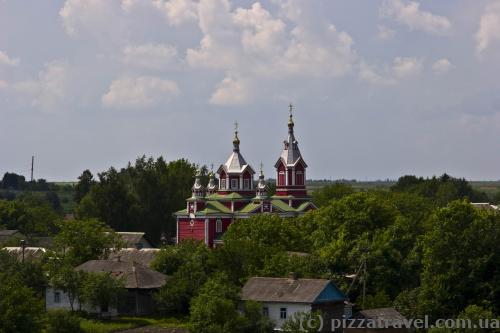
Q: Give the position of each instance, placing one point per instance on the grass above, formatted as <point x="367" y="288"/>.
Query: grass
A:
<point x="124" y="323"/>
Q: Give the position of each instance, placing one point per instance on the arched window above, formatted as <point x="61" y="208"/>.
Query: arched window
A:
<point x="299" y="178"/>
<point x="218" y="226"/>
<point x="281" y="178"/>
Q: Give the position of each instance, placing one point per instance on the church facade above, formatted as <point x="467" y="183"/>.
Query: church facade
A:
<point x="234" y="195"/>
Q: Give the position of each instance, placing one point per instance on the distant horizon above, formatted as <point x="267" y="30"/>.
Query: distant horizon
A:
<point x="380" y="88"/>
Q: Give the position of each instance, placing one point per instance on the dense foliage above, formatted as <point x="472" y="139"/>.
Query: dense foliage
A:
<point x="140" y="197"/>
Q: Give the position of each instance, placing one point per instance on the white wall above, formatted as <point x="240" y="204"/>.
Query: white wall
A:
────
- _Your instructions_: Return the lines starting with the one containing "on the church" and going on through the end of the records, reproducing them without change.

- _Correct answer_:
Q: Give the position of each instance, placing one point per instance on the church facade above, formatted as <point x="467" y="183"/>.
Query: church facade
A:
<point x="234" y="195"/>
Q: Give the position of each instance, placing one point per instance on the distant horizon above, formatted as <point x="267" y="30"/>.
Query: distant horizon
A:
<point x="380" y="88"/>
Q: Give the position of each instance, placing one point per instance on the dense foliage above, formatted as <point x="472" y="139"/>.
Query: dense foliage
A:
<point x="140" y="197"/>
Q: Give the position of each instance, placing one point per instance on the white wall above, formatted as <point x="240" y="204"/>.
Query: white wall
A:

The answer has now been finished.